Entries provided.
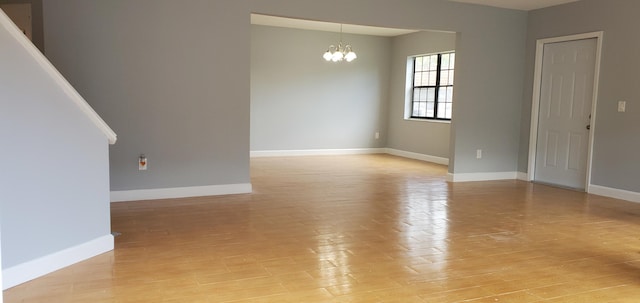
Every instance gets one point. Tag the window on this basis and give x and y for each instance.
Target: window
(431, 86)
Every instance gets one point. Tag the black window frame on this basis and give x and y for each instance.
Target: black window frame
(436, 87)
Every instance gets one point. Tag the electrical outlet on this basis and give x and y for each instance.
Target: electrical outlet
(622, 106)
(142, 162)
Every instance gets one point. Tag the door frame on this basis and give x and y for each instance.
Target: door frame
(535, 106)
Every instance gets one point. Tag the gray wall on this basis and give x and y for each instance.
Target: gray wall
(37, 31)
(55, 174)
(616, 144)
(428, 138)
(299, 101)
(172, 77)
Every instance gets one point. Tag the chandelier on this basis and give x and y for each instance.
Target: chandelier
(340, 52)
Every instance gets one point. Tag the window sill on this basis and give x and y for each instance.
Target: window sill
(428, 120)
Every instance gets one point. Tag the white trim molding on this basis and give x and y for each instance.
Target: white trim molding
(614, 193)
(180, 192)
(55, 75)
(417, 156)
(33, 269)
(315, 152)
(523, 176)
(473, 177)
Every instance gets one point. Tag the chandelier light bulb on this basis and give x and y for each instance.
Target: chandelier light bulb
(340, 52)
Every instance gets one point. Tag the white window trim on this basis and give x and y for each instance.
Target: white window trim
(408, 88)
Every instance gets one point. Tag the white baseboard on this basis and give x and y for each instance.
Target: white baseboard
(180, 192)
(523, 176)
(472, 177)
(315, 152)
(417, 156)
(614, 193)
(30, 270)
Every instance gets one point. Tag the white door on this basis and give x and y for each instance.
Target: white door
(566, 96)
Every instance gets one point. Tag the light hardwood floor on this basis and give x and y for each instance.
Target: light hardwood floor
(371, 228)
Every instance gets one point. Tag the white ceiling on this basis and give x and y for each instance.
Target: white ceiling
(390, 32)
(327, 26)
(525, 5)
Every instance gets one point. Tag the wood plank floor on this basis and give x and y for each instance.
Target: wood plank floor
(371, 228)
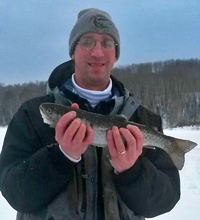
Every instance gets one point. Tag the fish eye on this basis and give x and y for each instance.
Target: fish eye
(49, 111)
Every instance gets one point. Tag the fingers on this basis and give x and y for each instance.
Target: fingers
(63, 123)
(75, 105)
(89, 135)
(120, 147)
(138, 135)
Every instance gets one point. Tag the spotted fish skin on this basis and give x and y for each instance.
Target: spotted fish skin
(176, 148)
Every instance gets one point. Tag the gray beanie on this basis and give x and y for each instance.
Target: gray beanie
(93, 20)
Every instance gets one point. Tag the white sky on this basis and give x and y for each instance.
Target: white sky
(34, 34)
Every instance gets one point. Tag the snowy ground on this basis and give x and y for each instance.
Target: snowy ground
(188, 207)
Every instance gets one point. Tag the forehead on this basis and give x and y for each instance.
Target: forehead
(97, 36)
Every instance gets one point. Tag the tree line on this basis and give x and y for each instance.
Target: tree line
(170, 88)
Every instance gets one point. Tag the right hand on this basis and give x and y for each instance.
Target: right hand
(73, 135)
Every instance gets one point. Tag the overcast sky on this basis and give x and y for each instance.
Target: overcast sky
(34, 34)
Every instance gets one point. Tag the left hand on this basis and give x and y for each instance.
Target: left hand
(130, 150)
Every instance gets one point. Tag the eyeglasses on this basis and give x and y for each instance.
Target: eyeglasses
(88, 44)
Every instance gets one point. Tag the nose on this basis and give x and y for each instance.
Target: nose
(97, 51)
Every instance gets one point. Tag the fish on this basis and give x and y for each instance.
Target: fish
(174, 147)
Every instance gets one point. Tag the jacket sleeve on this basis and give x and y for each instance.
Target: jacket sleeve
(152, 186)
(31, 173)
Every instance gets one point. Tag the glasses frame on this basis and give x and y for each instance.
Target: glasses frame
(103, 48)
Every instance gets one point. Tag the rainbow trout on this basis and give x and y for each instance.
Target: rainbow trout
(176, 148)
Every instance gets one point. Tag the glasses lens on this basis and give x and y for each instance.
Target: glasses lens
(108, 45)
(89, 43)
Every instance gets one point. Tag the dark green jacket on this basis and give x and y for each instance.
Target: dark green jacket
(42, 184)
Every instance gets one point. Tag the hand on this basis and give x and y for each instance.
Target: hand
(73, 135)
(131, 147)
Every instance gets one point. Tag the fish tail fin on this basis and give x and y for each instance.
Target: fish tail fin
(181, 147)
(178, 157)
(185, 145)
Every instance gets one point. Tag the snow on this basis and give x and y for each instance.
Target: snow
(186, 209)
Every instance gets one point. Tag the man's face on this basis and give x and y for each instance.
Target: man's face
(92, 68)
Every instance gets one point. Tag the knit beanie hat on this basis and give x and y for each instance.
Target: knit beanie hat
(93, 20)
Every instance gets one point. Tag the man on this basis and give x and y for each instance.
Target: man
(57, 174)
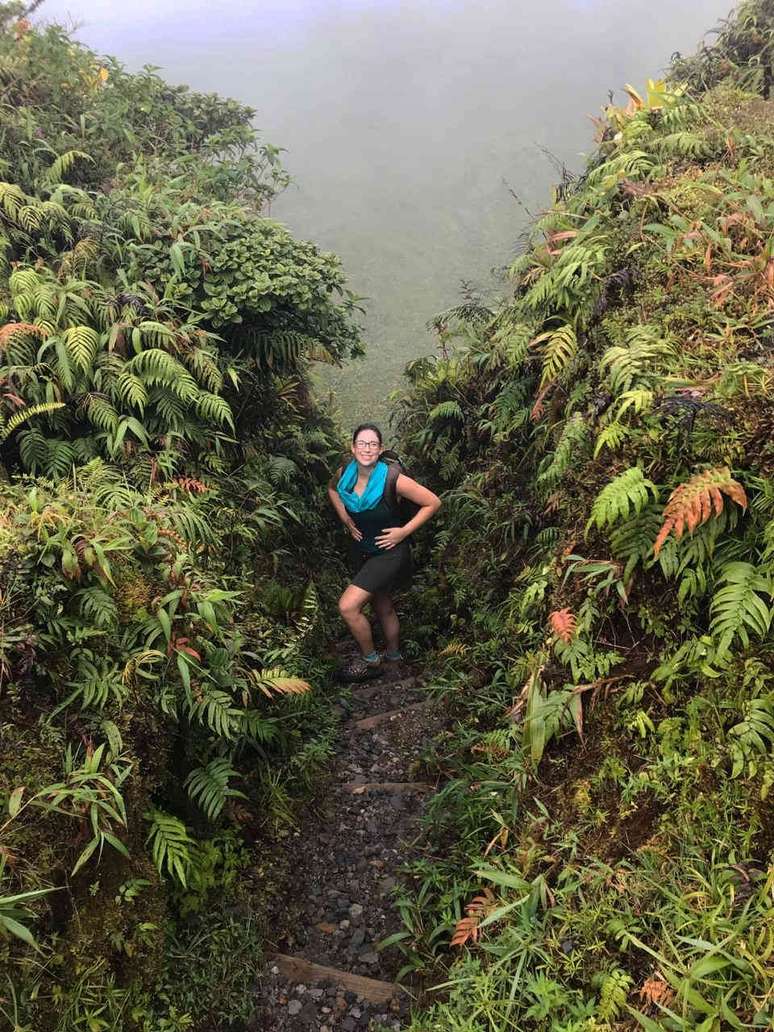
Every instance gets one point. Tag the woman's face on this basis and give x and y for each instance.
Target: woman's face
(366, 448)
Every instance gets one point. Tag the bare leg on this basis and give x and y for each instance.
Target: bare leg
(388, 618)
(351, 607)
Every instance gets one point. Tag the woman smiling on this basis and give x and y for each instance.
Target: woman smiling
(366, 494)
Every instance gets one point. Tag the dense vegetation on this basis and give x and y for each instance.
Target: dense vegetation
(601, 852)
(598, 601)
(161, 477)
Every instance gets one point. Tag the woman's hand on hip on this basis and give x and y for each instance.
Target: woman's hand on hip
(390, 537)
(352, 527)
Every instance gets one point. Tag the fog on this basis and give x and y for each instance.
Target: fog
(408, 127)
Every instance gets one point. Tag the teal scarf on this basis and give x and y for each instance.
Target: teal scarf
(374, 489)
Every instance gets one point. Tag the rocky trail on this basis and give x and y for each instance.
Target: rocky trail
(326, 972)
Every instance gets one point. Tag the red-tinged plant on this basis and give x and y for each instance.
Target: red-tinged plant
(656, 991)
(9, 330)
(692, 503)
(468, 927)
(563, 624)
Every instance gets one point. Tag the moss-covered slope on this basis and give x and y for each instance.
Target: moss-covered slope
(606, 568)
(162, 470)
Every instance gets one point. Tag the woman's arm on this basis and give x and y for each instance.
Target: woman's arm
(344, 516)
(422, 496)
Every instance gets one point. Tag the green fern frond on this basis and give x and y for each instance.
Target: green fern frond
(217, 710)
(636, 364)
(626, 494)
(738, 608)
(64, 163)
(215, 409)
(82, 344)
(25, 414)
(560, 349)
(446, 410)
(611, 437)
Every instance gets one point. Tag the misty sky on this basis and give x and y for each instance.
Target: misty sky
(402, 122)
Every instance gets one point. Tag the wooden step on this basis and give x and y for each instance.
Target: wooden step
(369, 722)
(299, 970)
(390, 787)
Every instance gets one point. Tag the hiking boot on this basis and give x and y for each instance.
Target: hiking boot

Exercise.
The required answer is each line of the data in which the word "hiking" appears.

Output for this exercise.
Every instance gets one point. Tag the hiking boot on this basis and give x and y for each instance.
Target: hiking boot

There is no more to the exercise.